* _Dataset items_:
● ● ● ● ● ● ●

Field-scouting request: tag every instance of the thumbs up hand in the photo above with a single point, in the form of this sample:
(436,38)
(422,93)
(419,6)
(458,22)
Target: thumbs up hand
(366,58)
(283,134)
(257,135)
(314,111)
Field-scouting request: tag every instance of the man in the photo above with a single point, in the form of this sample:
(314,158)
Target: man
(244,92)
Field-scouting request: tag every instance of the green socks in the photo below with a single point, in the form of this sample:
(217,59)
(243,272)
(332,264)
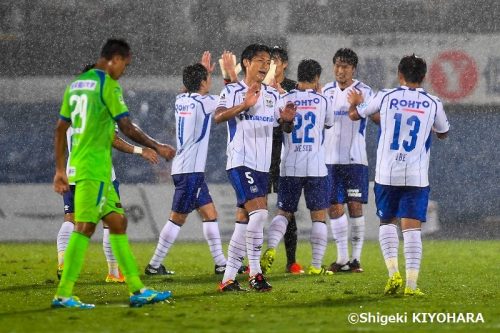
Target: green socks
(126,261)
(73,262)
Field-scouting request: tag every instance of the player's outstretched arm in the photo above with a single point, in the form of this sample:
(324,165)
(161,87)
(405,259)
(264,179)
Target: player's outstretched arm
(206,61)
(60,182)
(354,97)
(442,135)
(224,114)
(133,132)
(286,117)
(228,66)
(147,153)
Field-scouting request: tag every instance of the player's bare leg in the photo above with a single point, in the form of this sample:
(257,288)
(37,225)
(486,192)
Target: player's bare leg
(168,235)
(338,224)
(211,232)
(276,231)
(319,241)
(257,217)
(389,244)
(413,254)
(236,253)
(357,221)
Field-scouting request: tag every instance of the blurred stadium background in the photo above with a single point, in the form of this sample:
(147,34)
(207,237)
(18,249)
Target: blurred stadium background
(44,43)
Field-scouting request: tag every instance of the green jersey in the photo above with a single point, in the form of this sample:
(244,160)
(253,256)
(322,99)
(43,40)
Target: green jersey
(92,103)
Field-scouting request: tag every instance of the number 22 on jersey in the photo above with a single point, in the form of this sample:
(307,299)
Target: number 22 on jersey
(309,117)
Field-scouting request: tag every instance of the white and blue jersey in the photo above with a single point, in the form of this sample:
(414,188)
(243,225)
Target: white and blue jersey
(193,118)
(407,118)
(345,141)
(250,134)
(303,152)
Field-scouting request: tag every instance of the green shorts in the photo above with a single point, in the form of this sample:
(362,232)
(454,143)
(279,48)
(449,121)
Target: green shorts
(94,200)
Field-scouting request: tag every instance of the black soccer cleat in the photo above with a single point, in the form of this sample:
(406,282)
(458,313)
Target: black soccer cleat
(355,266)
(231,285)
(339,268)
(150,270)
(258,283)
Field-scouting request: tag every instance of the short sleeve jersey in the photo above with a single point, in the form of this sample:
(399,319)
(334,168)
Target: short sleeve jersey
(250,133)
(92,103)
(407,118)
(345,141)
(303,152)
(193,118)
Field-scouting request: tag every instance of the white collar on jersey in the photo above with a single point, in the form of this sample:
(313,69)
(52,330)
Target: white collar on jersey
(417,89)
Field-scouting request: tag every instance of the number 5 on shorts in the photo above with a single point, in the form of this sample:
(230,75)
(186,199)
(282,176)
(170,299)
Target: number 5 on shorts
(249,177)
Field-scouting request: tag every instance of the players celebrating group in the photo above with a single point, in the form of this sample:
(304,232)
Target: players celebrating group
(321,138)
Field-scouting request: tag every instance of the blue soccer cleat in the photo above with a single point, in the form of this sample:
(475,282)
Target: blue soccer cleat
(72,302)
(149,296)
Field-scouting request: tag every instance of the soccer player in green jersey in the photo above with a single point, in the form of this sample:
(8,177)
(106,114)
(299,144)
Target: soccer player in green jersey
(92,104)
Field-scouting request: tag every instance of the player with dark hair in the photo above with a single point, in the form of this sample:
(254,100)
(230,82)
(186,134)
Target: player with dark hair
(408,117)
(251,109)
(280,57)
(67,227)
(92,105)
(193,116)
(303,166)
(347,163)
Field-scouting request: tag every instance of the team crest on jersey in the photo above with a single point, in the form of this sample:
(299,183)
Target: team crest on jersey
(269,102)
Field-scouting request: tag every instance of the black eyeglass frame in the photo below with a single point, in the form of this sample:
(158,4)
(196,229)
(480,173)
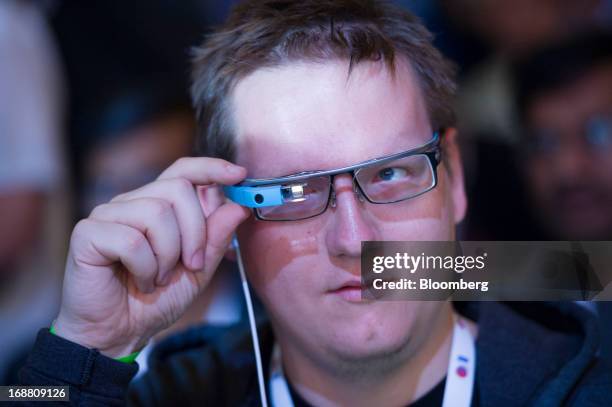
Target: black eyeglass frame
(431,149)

● ● ● ● ● ● ●

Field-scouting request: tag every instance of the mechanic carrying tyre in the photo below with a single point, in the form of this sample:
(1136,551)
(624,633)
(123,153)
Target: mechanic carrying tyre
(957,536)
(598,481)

● ● ● ● ● ● ●

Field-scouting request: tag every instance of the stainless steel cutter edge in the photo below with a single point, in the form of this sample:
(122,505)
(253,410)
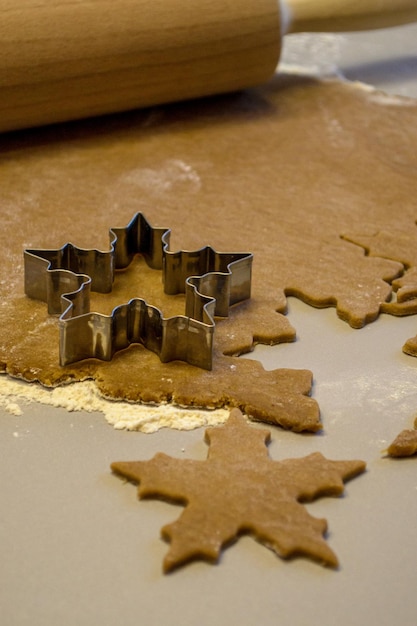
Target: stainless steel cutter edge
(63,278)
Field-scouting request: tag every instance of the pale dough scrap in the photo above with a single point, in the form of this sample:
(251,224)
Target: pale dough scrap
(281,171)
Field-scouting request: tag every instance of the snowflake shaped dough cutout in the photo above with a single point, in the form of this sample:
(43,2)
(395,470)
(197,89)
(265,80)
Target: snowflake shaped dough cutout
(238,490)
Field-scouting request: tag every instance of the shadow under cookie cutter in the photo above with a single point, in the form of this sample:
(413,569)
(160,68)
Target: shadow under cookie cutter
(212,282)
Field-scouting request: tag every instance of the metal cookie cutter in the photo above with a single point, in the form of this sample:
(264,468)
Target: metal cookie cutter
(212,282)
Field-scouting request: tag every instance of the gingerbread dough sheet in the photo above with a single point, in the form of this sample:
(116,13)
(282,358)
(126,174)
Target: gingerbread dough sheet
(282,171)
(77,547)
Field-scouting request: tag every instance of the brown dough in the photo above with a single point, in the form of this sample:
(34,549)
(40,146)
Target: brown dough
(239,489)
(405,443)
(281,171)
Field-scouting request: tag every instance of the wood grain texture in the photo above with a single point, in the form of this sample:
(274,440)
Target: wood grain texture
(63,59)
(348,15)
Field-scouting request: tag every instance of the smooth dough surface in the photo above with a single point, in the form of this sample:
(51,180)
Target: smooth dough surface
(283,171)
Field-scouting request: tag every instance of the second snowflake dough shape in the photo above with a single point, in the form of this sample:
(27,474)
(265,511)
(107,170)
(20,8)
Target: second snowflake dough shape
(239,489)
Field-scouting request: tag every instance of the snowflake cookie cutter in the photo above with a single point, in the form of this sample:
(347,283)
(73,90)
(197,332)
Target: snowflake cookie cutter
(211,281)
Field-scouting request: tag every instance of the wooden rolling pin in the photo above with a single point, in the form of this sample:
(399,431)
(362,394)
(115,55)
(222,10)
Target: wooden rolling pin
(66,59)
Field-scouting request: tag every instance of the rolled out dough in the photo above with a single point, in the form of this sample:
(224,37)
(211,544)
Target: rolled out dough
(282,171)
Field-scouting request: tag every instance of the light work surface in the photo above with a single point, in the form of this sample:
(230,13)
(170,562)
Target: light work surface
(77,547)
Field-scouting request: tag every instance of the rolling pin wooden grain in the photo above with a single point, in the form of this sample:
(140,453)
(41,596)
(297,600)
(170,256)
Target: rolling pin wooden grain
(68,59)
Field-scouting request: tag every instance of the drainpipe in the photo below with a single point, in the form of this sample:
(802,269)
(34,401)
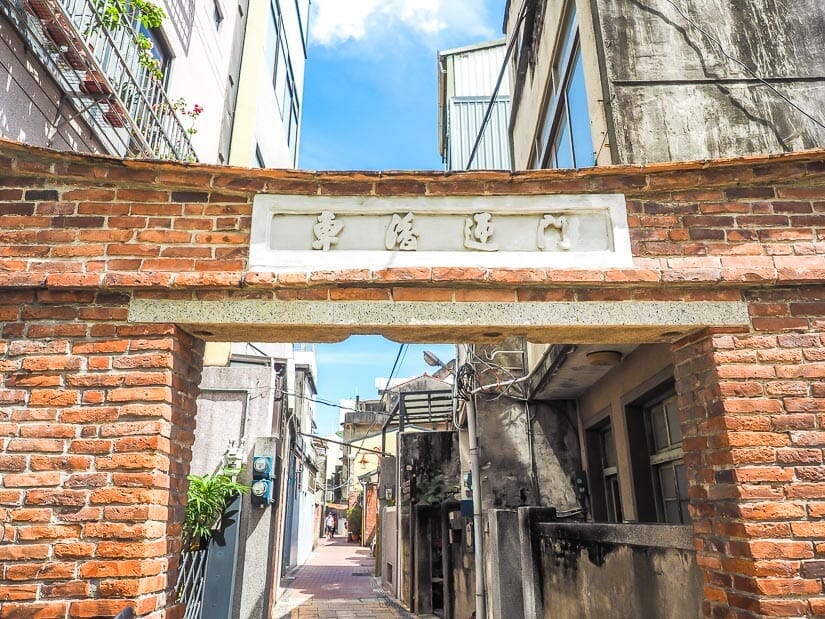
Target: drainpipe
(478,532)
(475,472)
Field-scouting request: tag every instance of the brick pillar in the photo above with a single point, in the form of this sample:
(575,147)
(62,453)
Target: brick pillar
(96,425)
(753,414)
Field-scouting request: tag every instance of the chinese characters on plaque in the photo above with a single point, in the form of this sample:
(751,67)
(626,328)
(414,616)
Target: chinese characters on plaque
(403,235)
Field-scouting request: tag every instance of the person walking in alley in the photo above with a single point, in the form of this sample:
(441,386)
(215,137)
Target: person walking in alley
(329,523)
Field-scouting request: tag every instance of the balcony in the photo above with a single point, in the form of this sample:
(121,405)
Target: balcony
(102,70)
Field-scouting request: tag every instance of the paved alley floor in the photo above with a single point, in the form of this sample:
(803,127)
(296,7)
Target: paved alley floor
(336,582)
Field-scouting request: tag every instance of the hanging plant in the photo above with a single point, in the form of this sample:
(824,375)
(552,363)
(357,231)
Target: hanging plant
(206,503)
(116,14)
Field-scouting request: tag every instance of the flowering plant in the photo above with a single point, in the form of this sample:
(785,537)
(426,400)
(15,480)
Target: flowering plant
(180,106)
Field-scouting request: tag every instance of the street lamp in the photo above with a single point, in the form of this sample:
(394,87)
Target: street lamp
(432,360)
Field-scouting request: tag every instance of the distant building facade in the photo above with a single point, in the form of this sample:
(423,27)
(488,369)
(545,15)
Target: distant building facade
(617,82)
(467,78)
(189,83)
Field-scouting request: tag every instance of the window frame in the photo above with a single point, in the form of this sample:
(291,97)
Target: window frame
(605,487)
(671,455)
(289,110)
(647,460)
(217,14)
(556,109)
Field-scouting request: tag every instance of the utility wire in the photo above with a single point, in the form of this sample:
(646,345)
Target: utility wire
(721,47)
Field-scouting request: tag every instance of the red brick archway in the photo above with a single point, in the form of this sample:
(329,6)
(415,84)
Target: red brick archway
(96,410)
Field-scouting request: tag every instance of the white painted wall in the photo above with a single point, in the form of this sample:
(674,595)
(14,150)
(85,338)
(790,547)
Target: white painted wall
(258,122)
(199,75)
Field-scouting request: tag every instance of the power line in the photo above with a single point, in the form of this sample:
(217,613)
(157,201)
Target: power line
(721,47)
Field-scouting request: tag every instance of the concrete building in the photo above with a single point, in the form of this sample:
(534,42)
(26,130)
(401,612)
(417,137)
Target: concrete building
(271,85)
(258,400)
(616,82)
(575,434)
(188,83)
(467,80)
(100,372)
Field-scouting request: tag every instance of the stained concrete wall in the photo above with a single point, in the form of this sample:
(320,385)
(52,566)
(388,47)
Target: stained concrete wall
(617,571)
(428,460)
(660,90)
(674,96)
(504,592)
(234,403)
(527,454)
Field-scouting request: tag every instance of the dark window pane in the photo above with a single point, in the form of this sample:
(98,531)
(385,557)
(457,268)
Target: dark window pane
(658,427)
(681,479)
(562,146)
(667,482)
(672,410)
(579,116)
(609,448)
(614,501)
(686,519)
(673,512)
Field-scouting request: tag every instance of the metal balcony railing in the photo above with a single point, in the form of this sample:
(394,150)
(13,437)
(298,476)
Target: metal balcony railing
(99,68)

● ● ● ● ● ● ●

Which lines in the records contain the string "edge"? Pick out each of them and copy it in full, treating uppercase and lowercase as different.

* _Task output_:
Field-scouting request: tag every instance of the stainless steel cutter edge in the photo below with a single point, in the form of this sample:
Target: stainless steel cutter edge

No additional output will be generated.